··· Data shown

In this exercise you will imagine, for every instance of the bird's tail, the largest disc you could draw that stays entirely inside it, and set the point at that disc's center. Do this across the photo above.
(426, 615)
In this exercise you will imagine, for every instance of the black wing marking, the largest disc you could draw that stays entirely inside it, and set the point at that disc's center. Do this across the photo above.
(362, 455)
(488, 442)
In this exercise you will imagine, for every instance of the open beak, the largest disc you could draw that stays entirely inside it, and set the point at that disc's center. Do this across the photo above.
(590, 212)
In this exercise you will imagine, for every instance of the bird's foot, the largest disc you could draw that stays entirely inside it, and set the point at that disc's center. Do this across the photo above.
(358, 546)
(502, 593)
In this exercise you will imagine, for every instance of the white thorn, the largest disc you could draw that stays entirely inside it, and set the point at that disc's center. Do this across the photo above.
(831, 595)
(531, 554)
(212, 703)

······

Problem | Render all of the entries above as a Markdown table with two columns, Row and Entry. Number the rows in order and leave out any blank lines.

Finished exercise |
| Row | Entry |
|---|---|
| 1 | In this exercise you will imagine, for every instance of the bird's tail, the largest disc you could draw that stays entirely inside it, and set the point at that disc's center. Do this across the photo above. |
| 2 | (426, 615) |
| 3 | In this exercise you will imagine, for every instance of the black wing marking, the largest disc you could draw that stays entirely inside it, and set the point at that disc's center. Do this across the photo above. |
| 4 | (362, 455) |
| 5 | (488, 442) |
| 6 | In this exercise you will imagine, for every instance of the open beak, the largest disc you could draw that stays entirely inside it, and set the point at that disc's center. Do this across the photo above. |
| 7 | (590, 212) |
| 8 | In this exercise you will imagine, for every instance of the bird's foot, the largest disc you could draw that stays entirely inside it, and set the point at that disc's center. Do this across the photo above. |
| 9 | (358, 546) |
| 10 | (502, 593) |
| 11 | In this exercise you will imagine, for every instance of the white thorn, the largest disc you could draw that stays entirely inside it, and set the point at that disc's center. Do this across the photo above. |
| 12 | (831, 595) |
| 13 | (531, 554) |
| 14 | (212, 703) |